What this task involves - Rewrite the records below, changing "placing one point on each" to "marking each with one point" wherever it occurs and leaving every other line unchanged.

(Saved entries)
========================

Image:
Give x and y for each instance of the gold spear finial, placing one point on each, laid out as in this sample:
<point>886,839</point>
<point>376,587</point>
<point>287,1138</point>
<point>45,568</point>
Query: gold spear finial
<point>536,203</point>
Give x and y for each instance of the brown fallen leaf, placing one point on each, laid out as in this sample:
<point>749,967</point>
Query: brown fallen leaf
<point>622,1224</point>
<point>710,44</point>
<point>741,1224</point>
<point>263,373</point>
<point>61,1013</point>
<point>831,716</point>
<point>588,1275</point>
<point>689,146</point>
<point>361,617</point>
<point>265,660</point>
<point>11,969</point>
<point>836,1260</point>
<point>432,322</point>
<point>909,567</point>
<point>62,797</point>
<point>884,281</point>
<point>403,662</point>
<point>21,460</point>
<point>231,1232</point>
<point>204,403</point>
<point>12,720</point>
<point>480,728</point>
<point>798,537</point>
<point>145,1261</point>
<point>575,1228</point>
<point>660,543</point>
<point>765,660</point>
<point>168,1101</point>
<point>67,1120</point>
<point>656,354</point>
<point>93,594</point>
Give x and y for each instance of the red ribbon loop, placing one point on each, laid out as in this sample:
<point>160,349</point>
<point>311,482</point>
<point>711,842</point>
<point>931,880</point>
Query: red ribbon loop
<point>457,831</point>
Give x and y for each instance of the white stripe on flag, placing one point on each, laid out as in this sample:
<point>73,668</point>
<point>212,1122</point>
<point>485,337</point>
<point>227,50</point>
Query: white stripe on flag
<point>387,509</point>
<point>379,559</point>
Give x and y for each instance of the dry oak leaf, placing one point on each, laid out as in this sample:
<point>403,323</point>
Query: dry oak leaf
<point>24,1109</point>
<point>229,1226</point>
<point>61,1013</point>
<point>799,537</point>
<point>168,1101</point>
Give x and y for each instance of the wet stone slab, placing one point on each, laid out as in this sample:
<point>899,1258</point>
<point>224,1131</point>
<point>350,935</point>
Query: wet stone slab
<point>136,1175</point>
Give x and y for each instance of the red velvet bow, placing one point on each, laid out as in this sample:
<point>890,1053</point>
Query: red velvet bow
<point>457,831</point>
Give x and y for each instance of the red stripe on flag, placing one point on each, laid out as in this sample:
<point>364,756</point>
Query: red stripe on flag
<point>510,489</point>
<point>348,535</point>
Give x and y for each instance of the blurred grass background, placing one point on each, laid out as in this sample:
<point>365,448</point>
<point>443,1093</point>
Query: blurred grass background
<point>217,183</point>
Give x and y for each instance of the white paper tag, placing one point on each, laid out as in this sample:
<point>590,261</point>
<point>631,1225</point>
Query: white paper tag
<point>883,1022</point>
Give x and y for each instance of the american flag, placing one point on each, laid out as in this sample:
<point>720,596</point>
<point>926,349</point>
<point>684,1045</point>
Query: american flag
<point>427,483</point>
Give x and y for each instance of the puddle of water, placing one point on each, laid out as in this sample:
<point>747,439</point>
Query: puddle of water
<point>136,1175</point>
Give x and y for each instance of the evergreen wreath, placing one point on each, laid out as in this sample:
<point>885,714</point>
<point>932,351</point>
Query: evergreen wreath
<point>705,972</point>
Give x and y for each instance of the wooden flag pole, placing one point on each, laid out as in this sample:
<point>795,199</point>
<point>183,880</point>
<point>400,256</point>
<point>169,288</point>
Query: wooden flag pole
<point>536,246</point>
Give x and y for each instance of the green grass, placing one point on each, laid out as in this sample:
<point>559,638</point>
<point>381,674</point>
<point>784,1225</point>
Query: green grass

========================

Response to the task -
Image:
Give x and y for each instance of the gold spear finial, marking each with one point, laid out as in this sample:
<point>886,839</point>
<point>376,587</point>
<point>287,1138</point>
<point>45,568</point>
Query: gold spear finial
<point>536,203</point>
Give x and y for each instance of the brown fallen leaf, marking each with one point, laid out as in this sample:
<point>749,967</point>
Query: brown fallen leaf
<point>622,1224</point>
<point>710,44</point>
<point>741,1224</point>
<point>263,373</point>
<point>61,1013</point>
<point>831,716</point>
<point>588,1275</point>
<point>689,146</point>
<point>361,617</point>
<point>265,660</point>
<point>11,969</point>
<point>836,1260</point>
<point>432,322</point>
<point>909,567</point>
<point>62,797</point>
<point>884,281</point>
<point>403,662</point>
<point>21,460</point>
<point>231,1232</point>
<point>204,403</point>
<point>12,720</point>
<point>480,728</point>
<point>798,537</point>
<point>145,1261</point>
<point>575,1228</point>
<point>660,543</point>
<point>765,660</point>
<point>168,1101</point>
<point>67,1120</point>
<point>656,354</point>
<point>93,594</point>
Give x and y for each instance of the red ribbon loop, marking each with one point, laid out as in this sample:
<point>160,349</point>
<point>311,482</point>
<point>711,842</point>
<point>931,880</point>
Query: red ribbon loop
<point>457,831</point>
Give x and y for each instance of the white stripe on flag, marking each with one point, laid out as in this sample:
<point>73,668</point>
<point>212,1122</point>
<point>485,337</point>
<point>227,50</point>
Query: white stripe on flag
<point>387,509</point>
<point>379,559</point>
Give x and y for each instance of the dry oak leaf, marking each with one point, laid out as in this sample:
<point>403,323</point>
Query: dry oak leaf
<point>24,1109</point>
<point>229,1226</point>
<point>61,1013</point>
<point>799,537</point>
<point>168,1101</point>
Give x and y for each instance of the wet stone slab, marking each with one point, laid out as in this sample:
<point>899,1258</point>
<point>224,1131</point>
<point>350,935</point>
Query: wet stone slab
<point>136,1175</point>
Give x and y for each instance of the red velvet bow, marking each with one point, laid out as in this sample:
<point>890,1053</point>
Query: red velvet bow
<point>457,831</point>
Give x and y for each instance of the red stripe on flag, marking each with one point, laid out as in this sample:
<point>364,756</point>
Query: red stripe on flag
<point>510,489</point>
<point>348,535</point>
Give x and y for each instance of the blurred grass background, marking each with one point, laid out as in this sample:
<point>365,448</point>
<point>443,1093</point>
Query: blurred grass background
<point>217,183</point>
Give x and y for each instance of the white paper tag, marking each with one point, laid out as in this sample:
<point>590,261</point>
<point>631,1225</point>
Query: white paper tag
<point>883,1022</point>
Give x and y for each instance of the american flag, marking each with one point, laid out as in this sample:
<point>720,596</point>
<point>926,349</point>
<point>684,1045</point>
Query: american flag
<point>427,483</point>
Give x and y for each instance of the puddle of water, marking each with one point, laid out as in this sample:
<point>747,439</point>
Query: puddle of water
<point>136,1175</point>
Give x and y for each instance of the evergreen wreath, marking each with one point, laid out as in this sample:
<point>885,714</point>
<point>932,351</point>
Query: evergreen wreath
<point>705,972</point>
Give x and y for each instance of the wooden flag pole, marking each with one point, laid out as in this sample:
<point>795,199</point>
<point>183,880</point>
<point>400,256</point>
<point>169,288</point>
Query: wooden flag pole
<point>536,246</point>
Give x and y for each instance of the green grass, marking each with one point, laid out as in this sample:
<point>559,638</point>
<point>381,674</point>
<point>784,1225</point>
Query: green grass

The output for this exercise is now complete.